[Image boundary annotation data]
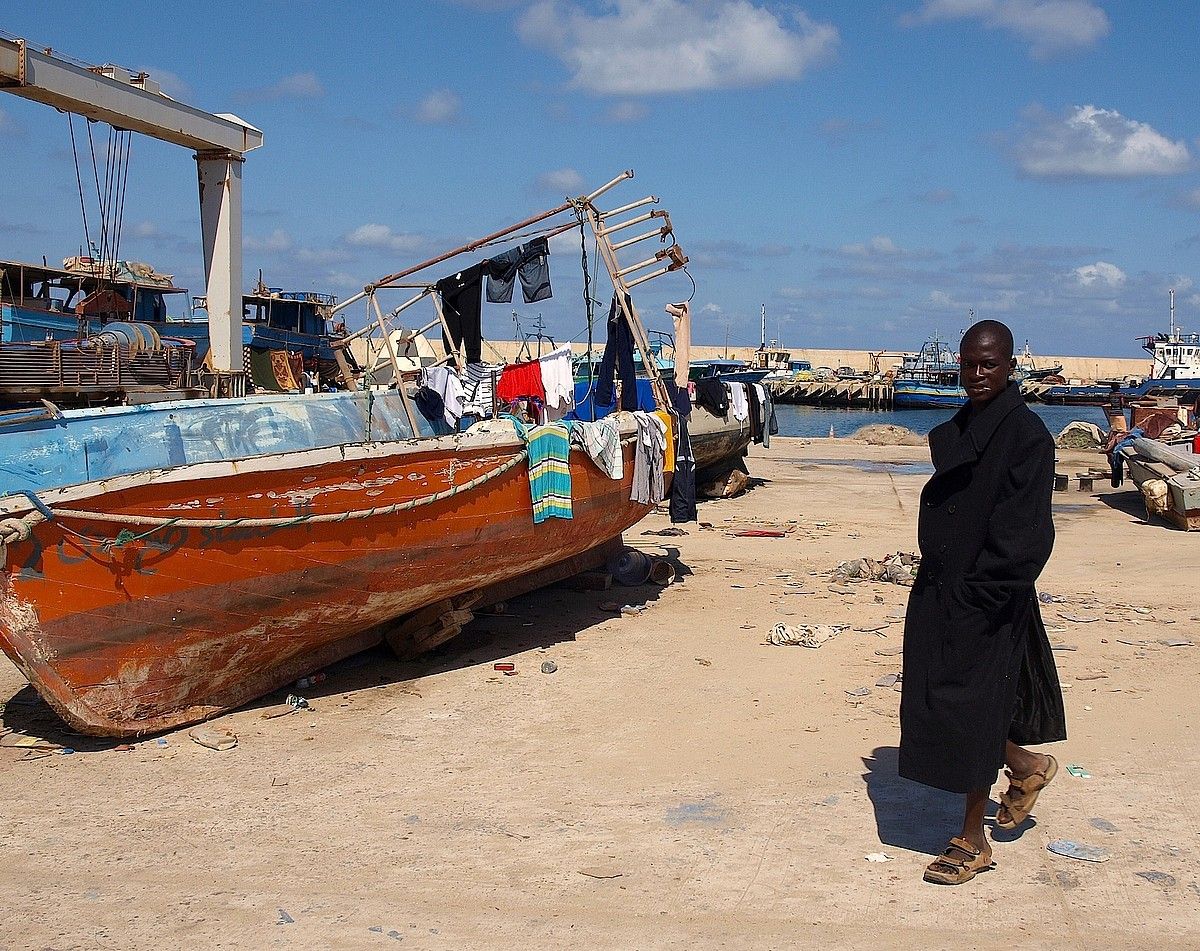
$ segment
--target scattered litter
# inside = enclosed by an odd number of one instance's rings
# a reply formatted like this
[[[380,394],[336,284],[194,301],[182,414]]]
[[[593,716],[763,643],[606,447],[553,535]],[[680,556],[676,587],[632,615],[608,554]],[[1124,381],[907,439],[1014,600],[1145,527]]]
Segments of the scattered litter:
[[[775,624],[767,635],[767,644],[776,647],[820,647],[827,640],[836,638],[846,624]]]
[[[1055,855],[1062,855],[1066,859],[1076,859],[1080,862],[1106,862],[1111,857],[1109,850],[1100,845],[1088,845],[1084,842],[1074,842],[1073,839],[1055,839],[1046,845],[1046,849]]]
[[[832,576],[835,581],[886,581],[892,585],[912,587],[917,578],[917,568],[920,567],[920,555],[907,551],[898,551],[888,555],[881,561],[874,558],[856,558],[854,561],[841,562],[833,569]]]
[[[187,735],[192,737],[192,742],[199,743],[208,749],[215,749],[218,753],[238,746],[238,734],[229,730],[218,730],[212,726],[197,726],[194,730],[188,730]]]
[[[624,873],[623,872],[618,872],[614,868],[595,868],[595,867],[593,867],[593,868],[581,868],[580,869],[580,874],[581,875],[587,875],[588,878],[610,879],[610,878],[620,878]]]

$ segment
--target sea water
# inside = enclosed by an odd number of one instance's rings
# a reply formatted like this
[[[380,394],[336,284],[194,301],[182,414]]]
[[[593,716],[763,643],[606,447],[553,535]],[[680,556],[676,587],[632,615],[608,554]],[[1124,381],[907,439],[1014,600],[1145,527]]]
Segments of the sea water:
[[[1068,423],[1080,420],[1094,423],[1102,432],[1109,429],[1104,408],[1100,406],[1043,406],[1031,403],[1030,408],[1042,417],[1051,436],[1057,436]],[[828,436],[833,426],[835,436],[851,436],[868,425],[904,426],[922,436],[934,426],[944,423],[954,409],[847,409],[833,406],[775,406],[775,419],[780,436]]]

> [YOUR OBJECTIVE]
Please print all of the data above line for line, omitting the pictures.

> [OUTPUT OF THE TASK]
$ segment
--target scattered litter
# inside = enclosed by an odd number of one instance's rings
# a reply formatted like this
[[[380,394],[336,284],[194,301],[182,414]]]
[[[593,716],[763,643],[606,447],[553,535]],[[680,556],[676,587],[632,615],[608,554]],[[1124,381],[907,439],[1014,600],[1145,527]]]
Segments of the scattered litter:
[[[775,624],[767,635],[767,644],[776,647],[820,647],[827,640],[836,638],[846,624]]]
[[[1055,855],[1062,855],[1066,859],[1076,859],[1080,862],[1106,862],[1111,857],[1109,850],[1100,845],[1088,845],[1084,842],[1074,842],[1073,839],[1055,839],[1046,845],[1046,849]]]
[[[832,576],[835,581],[886,581],[892,585],[912,587],[917,578],[917,568],[920,567],[920,555],[907,551],[898,551],[888,555],[881,561],[874,558],[856,558],[854,561],[841,562],[833,569]]]
[[[187,735],[192,737],[192,742],[199,743],[208,749],[215,749],[218,753],[238,746],[238,734],[229,730],[218,730],[212,726],[197,726],[194,730],[188,730]]]
[[[624,873],[623,872],[618,872],[614,868],[595,868],[595,867],[593,867],[593,868],[581,868],[580,869],[580,874],[581,875],[587,875],[588,878],[610,879],[610,878],[620,878]]]

$ segment
--target sea water
# inside = enclosed by an odd number of one instance's rings
# a reply formatted like this
[[[380,394],[336,284],[194,301],[182,414]]]
[[[593,716],[763,643],[606,447],[553,535]],[[680,556],[676,587],[632,615],[608,554]],[[1124,381],[907,439],[1014,600],[1145,527]]]
Segments of the sea water:
[[[1068,423],[1080,420],[1094,423],[1102,432],[1109,429],[1104,408],[1100,406],[1043,406],[1031,403],[1030,408],[1042,417],[1051,436],[1057,436]],[[828,436],[833,426],[835,436],[851,436],[868,425],[904,426],[922,436],[934,426],[944,423],[954,409],[847,409],[833,406],[775,406],[775,419],[780,436]]]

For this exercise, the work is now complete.